◆ **WHAT YOU SHOULD DO**:
Reproduce the data exactly.

Bounding-box records

------------------------

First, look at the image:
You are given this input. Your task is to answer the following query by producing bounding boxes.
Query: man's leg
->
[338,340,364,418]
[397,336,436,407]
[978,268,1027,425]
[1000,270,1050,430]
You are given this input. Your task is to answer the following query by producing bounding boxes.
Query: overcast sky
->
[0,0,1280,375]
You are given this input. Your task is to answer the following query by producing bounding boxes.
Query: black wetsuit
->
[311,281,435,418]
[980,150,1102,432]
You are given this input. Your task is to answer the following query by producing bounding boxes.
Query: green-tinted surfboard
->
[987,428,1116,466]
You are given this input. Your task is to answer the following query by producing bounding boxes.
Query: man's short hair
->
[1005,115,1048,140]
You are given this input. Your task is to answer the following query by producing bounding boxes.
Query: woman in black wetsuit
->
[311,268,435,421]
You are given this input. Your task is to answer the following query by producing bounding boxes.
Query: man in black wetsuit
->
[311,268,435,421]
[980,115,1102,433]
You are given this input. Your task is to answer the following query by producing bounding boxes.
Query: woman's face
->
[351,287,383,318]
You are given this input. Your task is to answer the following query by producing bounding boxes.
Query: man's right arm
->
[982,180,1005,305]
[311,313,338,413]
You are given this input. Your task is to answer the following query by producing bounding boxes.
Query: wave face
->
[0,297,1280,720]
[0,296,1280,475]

------------------------

◆ **SOLUTION BELOW**:
First, look at the image:
You are given this input. Your task is to answer the following query by producing bounding boxes.
Query: man's leg
->
[338,340,364,418]
[397,336,436,407]
[978,268,1027,425]
[1000,270,1050,430]
You are given this input. Your task is to answer the following query by producing bounding boxes.
Query: overcast sky
->
[0,0,1280,375]
You are given this input. Your task is to answer the following query by producing bounding boxes.
Query: black wetsuit
->
[311,281,435,418]
[980,150,1102,432]
You are given this input. Your task is to answer the following query by producing bounding boxes.
Query: green-tinted surfboard
->
[987,428,1116,466]
You are given this input. Your task is to answer the following query by producing bounding boxes.
Query: man's short hair
->
[1005,115,1048,140]
You are given this input. Your task is to answer the following query by producing bounding boxes.
Query: woman in black wetsuit
->
[311,268,435,421]
You are given this input. Your task is to answer the following query by producing bounding boxes.
Query: man in black wetsuit
->
[311,268,435,421]
[980,115,1102,433]
You are given this input. Your task is to answer the following query by producing bounding boxes.
Query: woman's face
->
[351,287,383,318]
You are given this input. Your task is to answer the following query by producing bounding boxes.
Query: man's right arm
->
[982,180,1005,305]
[311,313,338,413]
You are given this input. Your task is to answer the following query by producing bounding boxes.
Query: wave face
->
[0,297,1280,720]
[0,296,1280,475]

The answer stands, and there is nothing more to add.